WHAT YOU SHOULD DO:
Scan the records for the line containing "the red spoked"; extract it and all later lines, verbatim, through the end, and nothing before it.
>> begin EXERCISE INPUTS
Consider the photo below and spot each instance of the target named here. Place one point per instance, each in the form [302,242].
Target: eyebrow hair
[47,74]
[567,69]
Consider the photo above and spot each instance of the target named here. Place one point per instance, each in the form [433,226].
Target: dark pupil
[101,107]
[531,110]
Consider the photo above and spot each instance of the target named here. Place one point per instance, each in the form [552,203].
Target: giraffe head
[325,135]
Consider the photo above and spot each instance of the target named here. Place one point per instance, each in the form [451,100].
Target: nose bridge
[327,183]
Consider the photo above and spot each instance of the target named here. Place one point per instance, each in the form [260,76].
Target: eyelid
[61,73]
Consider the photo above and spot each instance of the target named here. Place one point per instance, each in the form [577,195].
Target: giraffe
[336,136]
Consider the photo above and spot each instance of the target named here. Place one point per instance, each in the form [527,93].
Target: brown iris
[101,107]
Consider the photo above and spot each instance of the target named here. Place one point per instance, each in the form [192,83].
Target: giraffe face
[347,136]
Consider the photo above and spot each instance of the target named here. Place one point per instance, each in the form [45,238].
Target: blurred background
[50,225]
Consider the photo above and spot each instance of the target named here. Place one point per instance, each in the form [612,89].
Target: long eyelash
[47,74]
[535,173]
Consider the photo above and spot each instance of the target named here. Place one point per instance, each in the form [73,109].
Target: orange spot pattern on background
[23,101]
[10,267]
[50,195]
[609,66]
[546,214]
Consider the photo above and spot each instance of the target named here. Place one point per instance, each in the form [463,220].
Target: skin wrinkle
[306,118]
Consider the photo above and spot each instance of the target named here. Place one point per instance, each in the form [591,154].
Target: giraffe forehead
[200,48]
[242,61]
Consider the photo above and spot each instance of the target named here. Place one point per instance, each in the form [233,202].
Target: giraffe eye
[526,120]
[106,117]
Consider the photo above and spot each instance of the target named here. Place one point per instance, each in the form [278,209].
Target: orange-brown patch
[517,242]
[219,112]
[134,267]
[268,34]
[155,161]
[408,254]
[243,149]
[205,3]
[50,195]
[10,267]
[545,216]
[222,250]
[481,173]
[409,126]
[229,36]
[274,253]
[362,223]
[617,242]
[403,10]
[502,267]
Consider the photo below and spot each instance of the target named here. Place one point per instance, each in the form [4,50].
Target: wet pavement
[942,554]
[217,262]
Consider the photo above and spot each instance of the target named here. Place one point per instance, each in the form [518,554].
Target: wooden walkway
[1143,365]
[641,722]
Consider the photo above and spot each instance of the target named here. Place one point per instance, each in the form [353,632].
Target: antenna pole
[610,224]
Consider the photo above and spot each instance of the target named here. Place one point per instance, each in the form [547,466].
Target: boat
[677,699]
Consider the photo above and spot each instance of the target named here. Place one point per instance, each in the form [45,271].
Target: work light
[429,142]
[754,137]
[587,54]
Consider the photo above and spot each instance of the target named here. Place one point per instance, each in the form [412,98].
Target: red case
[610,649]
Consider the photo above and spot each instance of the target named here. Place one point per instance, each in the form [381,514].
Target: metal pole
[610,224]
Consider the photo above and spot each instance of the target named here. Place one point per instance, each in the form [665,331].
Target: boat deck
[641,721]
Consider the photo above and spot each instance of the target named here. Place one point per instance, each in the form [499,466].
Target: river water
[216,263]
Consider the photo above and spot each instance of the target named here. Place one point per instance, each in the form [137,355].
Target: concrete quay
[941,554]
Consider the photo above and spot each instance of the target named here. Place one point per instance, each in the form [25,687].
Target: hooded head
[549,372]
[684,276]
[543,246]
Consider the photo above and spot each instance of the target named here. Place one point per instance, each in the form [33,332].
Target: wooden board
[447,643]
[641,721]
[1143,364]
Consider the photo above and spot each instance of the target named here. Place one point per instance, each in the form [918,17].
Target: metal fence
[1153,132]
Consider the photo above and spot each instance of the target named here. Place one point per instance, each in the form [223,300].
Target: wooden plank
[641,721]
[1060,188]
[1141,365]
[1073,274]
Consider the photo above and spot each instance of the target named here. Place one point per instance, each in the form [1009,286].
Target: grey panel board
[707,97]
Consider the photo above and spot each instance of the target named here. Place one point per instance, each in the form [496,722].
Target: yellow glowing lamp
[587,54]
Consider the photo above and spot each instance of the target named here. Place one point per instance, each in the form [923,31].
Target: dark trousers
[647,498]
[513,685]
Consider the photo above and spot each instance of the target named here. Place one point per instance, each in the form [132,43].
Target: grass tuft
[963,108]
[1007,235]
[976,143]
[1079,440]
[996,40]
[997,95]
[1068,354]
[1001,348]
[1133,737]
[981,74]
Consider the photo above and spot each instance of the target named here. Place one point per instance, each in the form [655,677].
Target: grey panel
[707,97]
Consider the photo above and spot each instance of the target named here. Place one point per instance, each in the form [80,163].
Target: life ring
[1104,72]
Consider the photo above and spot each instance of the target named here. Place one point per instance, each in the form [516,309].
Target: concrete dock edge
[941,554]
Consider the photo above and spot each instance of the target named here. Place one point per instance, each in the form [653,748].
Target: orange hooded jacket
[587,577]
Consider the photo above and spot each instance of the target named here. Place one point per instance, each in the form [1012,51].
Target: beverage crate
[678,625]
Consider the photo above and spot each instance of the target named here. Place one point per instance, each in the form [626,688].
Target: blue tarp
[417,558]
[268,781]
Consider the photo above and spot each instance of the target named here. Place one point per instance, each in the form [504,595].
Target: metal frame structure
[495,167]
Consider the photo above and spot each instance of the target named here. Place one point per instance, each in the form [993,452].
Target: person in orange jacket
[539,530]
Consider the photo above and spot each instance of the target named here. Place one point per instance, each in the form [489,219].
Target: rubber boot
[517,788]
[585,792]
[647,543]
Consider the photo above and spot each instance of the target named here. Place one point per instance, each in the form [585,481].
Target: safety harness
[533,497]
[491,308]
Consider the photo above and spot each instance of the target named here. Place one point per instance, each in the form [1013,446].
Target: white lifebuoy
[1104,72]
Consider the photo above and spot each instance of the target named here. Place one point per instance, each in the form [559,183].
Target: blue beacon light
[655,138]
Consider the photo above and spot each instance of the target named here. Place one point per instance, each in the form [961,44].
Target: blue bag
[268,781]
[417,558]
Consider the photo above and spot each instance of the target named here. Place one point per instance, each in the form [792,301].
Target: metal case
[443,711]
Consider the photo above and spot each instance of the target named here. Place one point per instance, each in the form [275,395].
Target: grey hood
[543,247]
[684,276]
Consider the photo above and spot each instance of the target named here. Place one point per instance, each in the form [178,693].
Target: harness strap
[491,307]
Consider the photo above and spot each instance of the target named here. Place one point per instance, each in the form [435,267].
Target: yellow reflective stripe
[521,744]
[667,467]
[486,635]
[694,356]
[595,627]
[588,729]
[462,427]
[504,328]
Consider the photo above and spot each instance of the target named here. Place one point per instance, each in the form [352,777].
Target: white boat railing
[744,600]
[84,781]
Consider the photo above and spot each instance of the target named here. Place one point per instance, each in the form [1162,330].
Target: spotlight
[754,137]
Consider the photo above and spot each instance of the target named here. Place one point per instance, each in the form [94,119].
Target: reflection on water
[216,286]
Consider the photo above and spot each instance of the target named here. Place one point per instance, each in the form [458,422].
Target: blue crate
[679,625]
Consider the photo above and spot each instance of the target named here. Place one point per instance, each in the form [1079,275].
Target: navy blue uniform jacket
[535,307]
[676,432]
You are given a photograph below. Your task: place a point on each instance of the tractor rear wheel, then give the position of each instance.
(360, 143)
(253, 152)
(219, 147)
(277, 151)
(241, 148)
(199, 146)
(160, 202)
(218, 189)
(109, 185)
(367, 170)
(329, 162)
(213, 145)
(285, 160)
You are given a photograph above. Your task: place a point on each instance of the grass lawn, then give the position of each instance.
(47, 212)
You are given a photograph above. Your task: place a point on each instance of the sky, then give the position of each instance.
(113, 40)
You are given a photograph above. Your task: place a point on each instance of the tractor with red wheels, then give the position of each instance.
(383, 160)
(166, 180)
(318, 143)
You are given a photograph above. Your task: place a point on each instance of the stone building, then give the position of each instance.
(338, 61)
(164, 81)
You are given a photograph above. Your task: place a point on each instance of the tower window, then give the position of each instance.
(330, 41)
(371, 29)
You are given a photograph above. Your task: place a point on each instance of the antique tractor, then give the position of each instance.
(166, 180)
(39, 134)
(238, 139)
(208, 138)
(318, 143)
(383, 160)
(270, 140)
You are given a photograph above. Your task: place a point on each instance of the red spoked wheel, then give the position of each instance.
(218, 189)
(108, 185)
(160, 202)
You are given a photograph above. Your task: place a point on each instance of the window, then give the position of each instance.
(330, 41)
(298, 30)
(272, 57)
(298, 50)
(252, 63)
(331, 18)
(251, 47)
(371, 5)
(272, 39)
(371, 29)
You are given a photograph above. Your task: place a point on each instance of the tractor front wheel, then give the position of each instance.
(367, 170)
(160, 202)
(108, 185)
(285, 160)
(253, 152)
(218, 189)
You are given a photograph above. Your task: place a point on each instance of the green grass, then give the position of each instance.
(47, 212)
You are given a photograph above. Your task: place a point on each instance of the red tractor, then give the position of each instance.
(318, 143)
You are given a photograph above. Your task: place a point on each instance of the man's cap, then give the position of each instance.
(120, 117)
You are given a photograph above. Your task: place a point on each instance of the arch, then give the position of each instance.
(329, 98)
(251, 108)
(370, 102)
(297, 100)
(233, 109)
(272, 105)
>> end EXERCISE INPUTS
PROBLEM SOLUTION:
You are given a photograph above. Your task: place a point on each instance of the red spoked wheel, then give the position of each instance.
(218, 189)
(108, 185)
(160, 202)
You are given a photograph above. Your task: place a point on each instance of the window, then give the position of each instance.
(330, 41)
(298, 30)
(272, 57)
(298, 50)
(252, 63)
(331, 18)
(251, 47)
(371, 5)
(272, 39)
(371, 29)
You are given a photograph above. Your task: place a point on each instance of the tractor front wheel, then give the position of each instance.
(367, 170)
(160, 202)
(108, 185)
(285, 160)
(253, 152)
(218, 189)
You are given a photograph above. Your task: place a point on each instance of the green grass, then give the position of each instance.
(47, 212)
You are given a photograph above. Your task: place a point on each instance of the red tractor, then give the position of each instance.
(318, 143)
You are given a photograph above. Your task: place a point on each instance of the man's cap, then give the position of each instance.
(120, 117)
You are given a photograph above. Your task: place a point on each instance of the arch, then give the position of each instance.
(329, 98)
(251, 108)
(370, 102)
(297, 100)
(233, 109)
(272, 105)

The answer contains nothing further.